Data to process:
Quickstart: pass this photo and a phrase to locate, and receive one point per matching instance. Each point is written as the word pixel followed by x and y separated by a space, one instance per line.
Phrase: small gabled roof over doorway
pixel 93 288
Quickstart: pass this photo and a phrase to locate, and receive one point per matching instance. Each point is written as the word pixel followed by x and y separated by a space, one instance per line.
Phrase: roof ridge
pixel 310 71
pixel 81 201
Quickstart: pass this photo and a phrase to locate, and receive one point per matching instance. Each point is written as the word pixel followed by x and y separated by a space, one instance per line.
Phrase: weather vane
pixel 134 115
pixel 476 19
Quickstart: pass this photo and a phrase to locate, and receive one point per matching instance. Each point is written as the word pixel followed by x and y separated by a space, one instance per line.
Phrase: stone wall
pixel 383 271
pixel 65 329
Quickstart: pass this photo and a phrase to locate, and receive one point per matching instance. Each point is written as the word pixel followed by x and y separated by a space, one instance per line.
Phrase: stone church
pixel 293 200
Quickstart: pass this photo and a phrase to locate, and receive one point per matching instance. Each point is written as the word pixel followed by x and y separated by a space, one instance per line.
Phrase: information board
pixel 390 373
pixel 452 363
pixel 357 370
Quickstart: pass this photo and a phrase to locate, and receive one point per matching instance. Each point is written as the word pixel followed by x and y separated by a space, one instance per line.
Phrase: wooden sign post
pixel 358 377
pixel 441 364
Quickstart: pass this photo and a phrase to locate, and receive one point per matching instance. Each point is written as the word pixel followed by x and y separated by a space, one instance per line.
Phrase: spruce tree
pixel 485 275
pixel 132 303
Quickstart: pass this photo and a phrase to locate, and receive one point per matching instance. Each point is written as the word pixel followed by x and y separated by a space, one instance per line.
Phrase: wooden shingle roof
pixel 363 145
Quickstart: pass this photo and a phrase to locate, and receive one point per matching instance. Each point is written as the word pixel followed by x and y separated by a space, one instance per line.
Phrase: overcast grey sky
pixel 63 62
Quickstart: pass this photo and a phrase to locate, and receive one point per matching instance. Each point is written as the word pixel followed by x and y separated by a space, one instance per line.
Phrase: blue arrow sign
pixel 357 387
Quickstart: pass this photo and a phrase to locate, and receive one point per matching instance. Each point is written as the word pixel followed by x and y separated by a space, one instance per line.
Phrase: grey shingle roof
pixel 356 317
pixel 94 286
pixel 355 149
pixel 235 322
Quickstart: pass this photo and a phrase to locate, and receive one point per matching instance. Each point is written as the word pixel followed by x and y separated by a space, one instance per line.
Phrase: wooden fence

Task requirements:
Retype every entry word for word.

Response to the exercise:
Quickstart: pass this photo and a phrase to locate, and receive one point per matching instance. Each point is written as the word pixel followed by x and y separated by a space, one instance per line.
Phrase: small gabled roof over doorway
pixel 93 288
Quickstart: pass this photo and a phrase to locate, and receive one point per matching instance. Each point is written as the word pixel followed by x and y separated by a space, one instance per line.
Phrase: roof ridge
pixel 310 71
pixel 81 201
Quickstart: pass this photo and a phrase to locate, and receive one point per matching instance. Each point is written as the word pixel followed by x and y separated by a space, one instance per line.
Phrase: weather vane
pixel 134 115
pixel 476 19
Quickstart: pass this photo and a phrase to locate, and receive one point per matching instance. Each point is written as the word pixel followed by x and y separated by a space, one instance per line.
Phrase: stone wall
pixel 383 271
pixel 65 329
Quickstart: pass this photo and a phrase to locate, and receive one point per matching instance. Each point is written as the word pixel followed by x and y separated by a space, one instance per line.
Phrase: stone church
pixel 293 200
Quickstart: pass this photo and a phrase to locate, and receive one point per matching instance. Each point is written as the word pixel followed by x and y separated by a space, one instance per line.
Phrase: information board
pixel 390 373
pixel 452 363
pixel 357 370
Quickstart: pass this photo and a phrase to locate, and receive one point per matching instance. Each point is written as the word pixel followed by x and y separated by a space, one instance per line.
Phrase: wooden sign post
pixel 358 377
pixel 441 364
Quickstart: pass this photo and a phrase to locate, and receive one point per matching instance. Each point is written as the word pixel followed by x and y separated by a space, one instance per line.
Phrase: spruce tree
pixel 485 275
pixel 132 303
Quickstart: pass this photo and a phrase to locate, and receive one point per matching instance. Each point is written as the word pixel followed by x and y separated by a space, one instance per line.
Phrase: wooden shingle roof
pixel 363 145
Quickstart: pass this photo and a phrase to locate, and receive one point per matching instance. Each point is written as the word pixel followed by x and y separated by a space, one instance per line.
Phrase: overcast grey sky
pixel 63 62
Quickstart: pass this photo and a phrase to locate, and receive one point per matching instance. Each point is written as the word pixel followed by x and y separated by a space, one instance per line.
Phrase: blue arrow sign
pixel 357 387
Quickstart: pass this photo and a phrase to locate, and receive one point per matching instance. Each point is written as the word pixel followed by x and y separated by a space, one instance per line.
Phrase: grey shingle roof
pixel 356 317
pixel 94 286
pixel 355 149
pixel 235 322
Quickstart: pass this photo and a phrase to locate, and receive one point per matching instance. Each point is written as the word pixel followed by x and y separated by a space, one instance per line.
Phrase: wooden fence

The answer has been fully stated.